Task objective. Reproduce only this part of the listing: the line with "Expected: a single pin indicated on each instance of the bridge", plus every line after it through the last.

Location labeling records.
------------------------------------------------------------

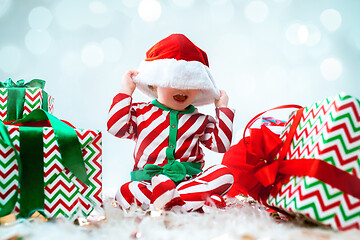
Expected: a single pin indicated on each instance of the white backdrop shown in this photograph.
(263, 53)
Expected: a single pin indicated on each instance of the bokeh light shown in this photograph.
(98, 7)
(149, 10)
(292, 34)
(314, 36)
(71, 64)
(10, 58)
(331, 19)
(256, 11)
(112, 49)
(40, 18)
(131, 3)
(99, 15)
(92, 55)
(331, 69)
(303, 34)
(37, 41)
(71, 15)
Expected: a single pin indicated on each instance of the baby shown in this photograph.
(169, 160)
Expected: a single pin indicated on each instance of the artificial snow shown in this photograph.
(237, 221)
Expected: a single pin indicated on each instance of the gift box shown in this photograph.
(54, 173)
(312, 170)
(18, 99)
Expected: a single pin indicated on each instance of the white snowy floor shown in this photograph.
(237, 222)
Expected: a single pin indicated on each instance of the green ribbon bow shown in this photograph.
(9, 83)
(176, 171)
(30, 160)
(16, 96)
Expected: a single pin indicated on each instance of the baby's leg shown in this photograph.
(134, 192)
(216, 179)
(165, 195)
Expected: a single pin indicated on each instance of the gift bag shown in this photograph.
(315, 170)
(18, 99)
(49, 167)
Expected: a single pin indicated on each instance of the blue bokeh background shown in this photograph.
(263, 53)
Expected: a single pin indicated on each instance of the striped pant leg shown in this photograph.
(134, 192)
(216, 179)
(164, 195)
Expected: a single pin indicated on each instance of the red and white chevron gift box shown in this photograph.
(65, 194)
(34, 98)
(328, 130)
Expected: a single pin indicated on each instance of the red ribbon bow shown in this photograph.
(258, 174)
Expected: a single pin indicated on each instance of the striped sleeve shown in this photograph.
(218, 132)
(122, 118)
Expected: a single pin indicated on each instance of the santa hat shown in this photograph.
(176, 62)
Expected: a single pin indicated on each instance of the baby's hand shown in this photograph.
(223, 100)
(127, 84)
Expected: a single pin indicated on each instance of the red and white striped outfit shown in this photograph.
(149, 126)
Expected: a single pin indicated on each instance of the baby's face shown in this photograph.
(177, 99)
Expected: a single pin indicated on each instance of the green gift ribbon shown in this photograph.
(176, 171)
(16, 92)
(30, 160)
(5, 137)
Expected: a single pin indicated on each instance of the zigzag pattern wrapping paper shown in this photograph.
(65, 195)
(33, 100)
(328, 130)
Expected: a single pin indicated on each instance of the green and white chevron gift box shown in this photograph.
(18, 99)
(328, 130)
(50, 181)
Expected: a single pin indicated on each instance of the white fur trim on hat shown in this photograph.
(178, 74)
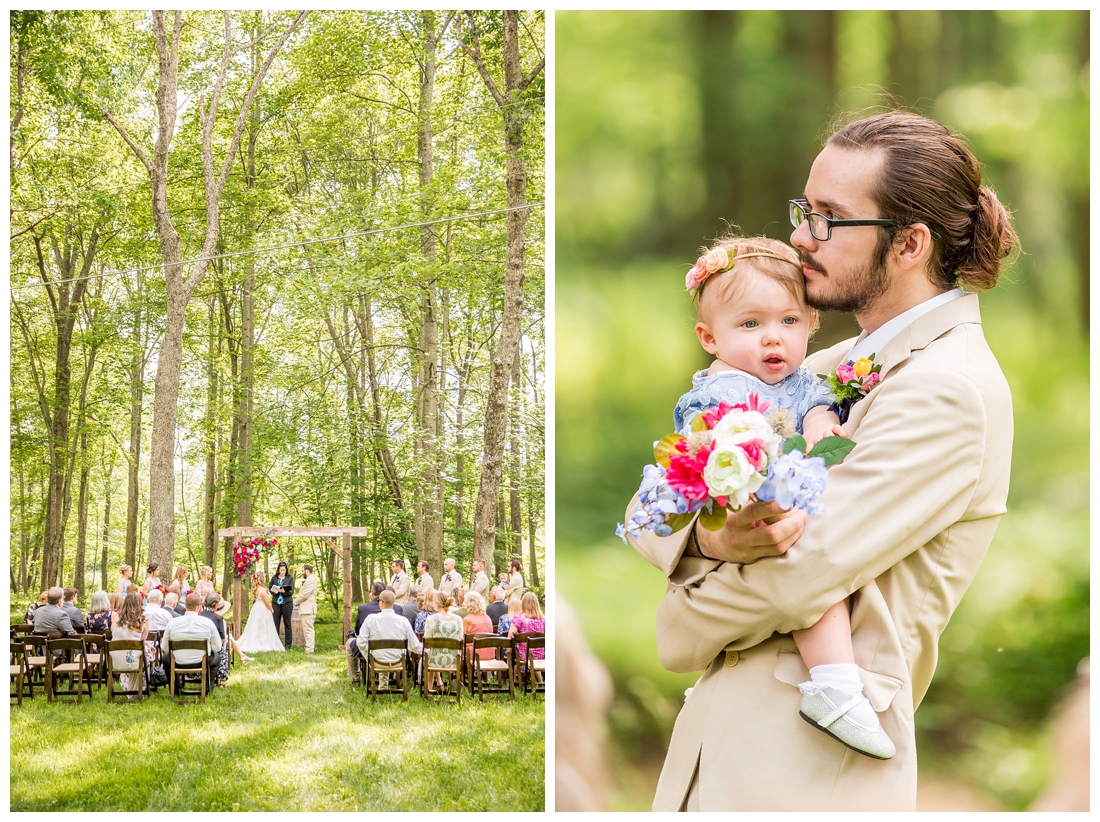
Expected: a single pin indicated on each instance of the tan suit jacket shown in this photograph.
(400, 584)
(307, 596)
(480, 584)
(909, 516)
(450, 582)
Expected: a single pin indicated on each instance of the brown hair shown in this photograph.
(930, 175)
(770, 258)
(530, 605)
(131, 613)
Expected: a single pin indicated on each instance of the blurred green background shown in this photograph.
(670, 123)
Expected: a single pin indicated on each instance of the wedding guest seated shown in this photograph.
(476, 622)
(69, 606)
(504, 625)
(173, 599)
(210, 603)
(29, 616)
(193, 626)
(387, 624)
(497, 606)
(51, 618)
(459, 609)
(100, 617)
(410, 609)
(530, 621)
(426, 605)
(156, 613)
(117, 600)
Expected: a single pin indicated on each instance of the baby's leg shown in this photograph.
(829, 640)
(826, 649)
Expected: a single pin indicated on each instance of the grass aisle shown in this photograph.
(287, 733)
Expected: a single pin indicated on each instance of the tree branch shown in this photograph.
(129, 140)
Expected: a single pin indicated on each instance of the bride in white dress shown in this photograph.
(260, 633)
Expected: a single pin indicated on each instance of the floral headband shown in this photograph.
(717, 261)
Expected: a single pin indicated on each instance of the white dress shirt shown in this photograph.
(387, 624)
(191, 626)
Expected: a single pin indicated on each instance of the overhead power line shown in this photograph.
(244, 252)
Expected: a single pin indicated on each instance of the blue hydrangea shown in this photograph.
(795, 480)
(658, 500)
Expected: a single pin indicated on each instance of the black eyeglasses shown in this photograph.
(821, 227)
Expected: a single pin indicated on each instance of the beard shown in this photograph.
(858, 291)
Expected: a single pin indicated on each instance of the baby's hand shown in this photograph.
(818, 424)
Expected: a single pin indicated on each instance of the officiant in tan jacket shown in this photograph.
(908, 516)
(307, 605)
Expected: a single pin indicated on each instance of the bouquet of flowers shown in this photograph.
(732, 455)
(245, 554)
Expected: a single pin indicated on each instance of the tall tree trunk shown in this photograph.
(81, 516)
(136, 376)
(178, 291)
(496, 412)
(107, 526)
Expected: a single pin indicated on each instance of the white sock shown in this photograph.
(840, 682)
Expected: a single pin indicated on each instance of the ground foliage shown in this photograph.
(288, 733)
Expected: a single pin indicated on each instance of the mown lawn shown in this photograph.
(287, 733)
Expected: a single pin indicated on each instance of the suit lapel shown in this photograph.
(924, 330)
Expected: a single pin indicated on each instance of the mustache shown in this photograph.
(807, 260)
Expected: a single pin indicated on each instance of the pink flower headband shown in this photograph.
(717, 261)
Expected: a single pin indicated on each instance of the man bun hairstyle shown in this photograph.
(931, 175)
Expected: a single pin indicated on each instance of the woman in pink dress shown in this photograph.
(529, 621)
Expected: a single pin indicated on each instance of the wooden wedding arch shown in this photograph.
(327, 534)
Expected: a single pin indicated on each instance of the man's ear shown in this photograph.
(913, 249)
(705, 338)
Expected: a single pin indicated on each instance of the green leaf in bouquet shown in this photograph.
(666, 447)
(793, 441)
(678, 521)
(713, 519)
(833, 449)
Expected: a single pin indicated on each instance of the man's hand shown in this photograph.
(756, 532)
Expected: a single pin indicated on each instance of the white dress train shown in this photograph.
(260, 633)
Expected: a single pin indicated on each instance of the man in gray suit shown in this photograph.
(70, 609)
(51, 618)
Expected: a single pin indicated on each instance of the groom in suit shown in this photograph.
(307, 605)
(909, 514)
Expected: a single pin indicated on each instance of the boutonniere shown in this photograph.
(850, 382)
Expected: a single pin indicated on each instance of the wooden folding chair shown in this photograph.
(69, 662)
(482, 668)
(19, 672)
(535, 668)
(94, 656)
(201, 669)
(374, 667)
(136, 648)
(453, 672)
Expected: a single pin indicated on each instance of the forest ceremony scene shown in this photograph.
(278, 270)
(671, 124)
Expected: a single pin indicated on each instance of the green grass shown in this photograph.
(287, 733)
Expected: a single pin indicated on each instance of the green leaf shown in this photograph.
(666, 447)
(793, 441)
(833, 449)
(713, 519)
(678, 521)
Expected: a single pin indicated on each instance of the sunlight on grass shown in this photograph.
(293, 724)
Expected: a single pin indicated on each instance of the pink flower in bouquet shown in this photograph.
(685, 471)
(755, 452)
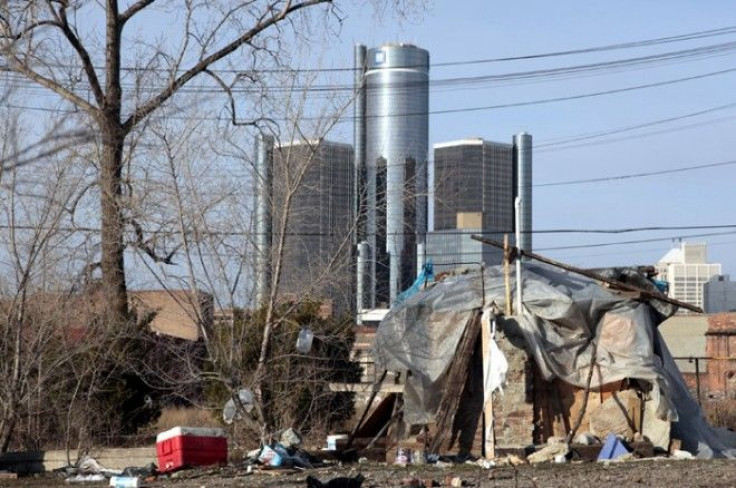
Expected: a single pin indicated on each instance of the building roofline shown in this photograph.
(471, 141)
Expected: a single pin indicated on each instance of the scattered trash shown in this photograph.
(86, 478)
(190, 446)
(613, 448)
(290, 438)
(548, 453)
(418, 457)
(269, 457)
(304, 341)
(125, 482)
(586, 439)
(343, 482)
(7, 475)
(453, 481)
(144, 472)
(680, 454)
(403, 456)
(332, 441)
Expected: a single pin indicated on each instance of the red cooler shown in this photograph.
(190, 446)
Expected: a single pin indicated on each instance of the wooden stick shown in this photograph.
(592, 275)
(509, 311)
(489, 441)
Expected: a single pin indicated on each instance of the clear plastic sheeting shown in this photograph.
(565, 319)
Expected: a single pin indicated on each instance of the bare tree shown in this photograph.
(36, 236)
(54, 45)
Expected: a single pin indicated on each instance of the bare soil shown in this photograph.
(664, 473)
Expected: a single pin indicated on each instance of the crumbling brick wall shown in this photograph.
(720, 346)
(514, 410)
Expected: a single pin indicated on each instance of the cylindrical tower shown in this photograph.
(523, 169)
(397, 134)
(263, 181)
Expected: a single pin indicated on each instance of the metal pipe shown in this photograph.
(517, 216)
(360, 292)
(523, 162)
(359, 183)
(584, 272)
(263, 216)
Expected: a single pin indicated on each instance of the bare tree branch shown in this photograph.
(87, 65)
(134, 9)
(148, 107)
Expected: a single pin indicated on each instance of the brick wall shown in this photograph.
(720, 379)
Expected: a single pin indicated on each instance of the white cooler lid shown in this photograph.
(190, 431)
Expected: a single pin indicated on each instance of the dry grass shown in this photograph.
(189, 417)
(721, 413)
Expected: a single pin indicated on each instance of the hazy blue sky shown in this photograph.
(482, 29)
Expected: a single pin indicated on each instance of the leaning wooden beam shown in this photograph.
(590, 274)
(376, 389)
(455, 382)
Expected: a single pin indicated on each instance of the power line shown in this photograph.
(584, 137)
(566, 72)
(347, 118)
(625, 230)
(570, 52)
(637, 175)
(636, 241)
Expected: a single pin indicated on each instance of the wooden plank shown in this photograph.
(489, 439)
(584, 272)
(456, 379)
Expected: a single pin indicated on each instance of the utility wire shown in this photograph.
(728, 30)
(637, 175)
(584, 137)
(348, 118)
(566, 72)
(626, 230)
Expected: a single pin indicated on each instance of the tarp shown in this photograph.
(565, 319)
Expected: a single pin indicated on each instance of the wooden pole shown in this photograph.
(508, 310)
(489, 440)
(592, 275)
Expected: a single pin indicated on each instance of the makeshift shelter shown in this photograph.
(581, 357)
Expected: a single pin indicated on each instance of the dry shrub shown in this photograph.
(187, 417)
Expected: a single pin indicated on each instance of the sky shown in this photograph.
(685, 119)
(455, 31)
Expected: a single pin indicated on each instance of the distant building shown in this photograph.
(316, 264)
(175, 313)
(473, 193)
(720, 294)
(392, 140)
(686, 270)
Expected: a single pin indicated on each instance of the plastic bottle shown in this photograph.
(125, 482)
(304, 341)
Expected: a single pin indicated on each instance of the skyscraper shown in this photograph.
(473, 193)
(391, 134)
(316, 178)
(686, 269)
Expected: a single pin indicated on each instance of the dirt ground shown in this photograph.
(663, 473)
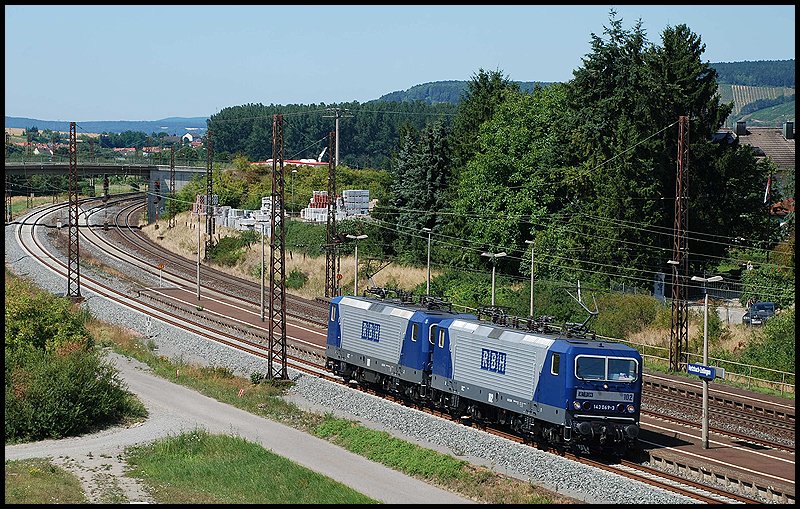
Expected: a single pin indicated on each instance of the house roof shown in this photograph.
(771, 142)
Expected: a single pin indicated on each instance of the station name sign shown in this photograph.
(707, 372)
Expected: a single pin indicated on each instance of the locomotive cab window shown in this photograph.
(590, 367)
(622, 370)
(555, 363)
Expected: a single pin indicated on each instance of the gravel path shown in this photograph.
(550, 471)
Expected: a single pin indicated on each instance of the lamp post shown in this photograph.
(428, 287)
(198, 254)
(531, 243)
(705, 280)
(262, 271)
(355, 275)
(293, 172)
(494, 257)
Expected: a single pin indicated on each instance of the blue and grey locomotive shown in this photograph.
(582, 395)
(575, 393)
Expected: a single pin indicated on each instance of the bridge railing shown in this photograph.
(152, 160)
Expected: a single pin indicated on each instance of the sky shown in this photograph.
(149, 62)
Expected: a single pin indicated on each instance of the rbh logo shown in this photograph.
(493, 361)
(371, 331)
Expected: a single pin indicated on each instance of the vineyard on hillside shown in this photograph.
(742, 95)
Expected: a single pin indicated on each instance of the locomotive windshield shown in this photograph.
(590, 367)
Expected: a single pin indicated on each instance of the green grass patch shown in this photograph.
(265, 399)
(37, 481)
(381, 447)
(200, 468)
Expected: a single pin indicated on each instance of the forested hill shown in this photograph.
(443, 92)
(761, 73)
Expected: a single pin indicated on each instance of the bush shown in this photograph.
(777, 348)
(39, 320)
(54, 395)
(624, 314)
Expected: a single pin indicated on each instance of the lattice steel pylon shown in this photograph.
(679, 332)
(73, 256)
(8, 188)
(331, 270)
(276, 363)
(209, 195)
(172, 207)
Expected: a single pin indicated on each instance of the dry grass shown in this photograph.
(183, 240)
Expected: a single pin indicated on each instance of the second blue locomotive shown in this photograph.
(579, 394)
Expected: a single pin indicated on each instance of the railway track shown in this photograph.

------------------------------------------------------------

Complete response.
Expected: a single pin indicated on each instance of the bridge railing shown in this photograph.
(152, 160)
Expected: a single pin indicated on each instance of the sky shown in this photograph.
(149, 62)
Expected: a single pin indicated on each instance of the rbh logo shown in this photograph.
(493, 361)
(371, 331)
Expected: a single pin indicated on each instance of the vineyard on hillside shown in this photograph.
(742, 95)
Expected: a single pin indicated on each instance of the locomotive windshield shown in this photograph.
(590, 367)
Expected: a single pin indicated on each instance of the green grass patch shown in this photograph.
(265, 399)
(37, 481)
(381, 447)
(200, 468)
Expected: a single pin indicated on each instance of the forested hill shown in this photograph.
(443, 92)
(761, 73)
Expected: a single pin indicated on each instance of the bush shown in this photograph.
(777, 348)
(39, 320)
(54, 395)
(624, 314)
Expected: a single pin indicated on each instance of the lattice steel pylon shown in this photograph.
(679, 332)
(73, 256)
(8, 188)
(331, 270)
(276, 363)
(209, 195)
(172, 207)
Expected: a single pin indicated on each instance of the dry grass shown in this photograph.
(183, 240)
Expected: a single pin indicated on each instance of the second blue locomotive shown in this photograph.
(579, 394)
Expected: a single pin indicated on each instance of the railway track shown in this photograph.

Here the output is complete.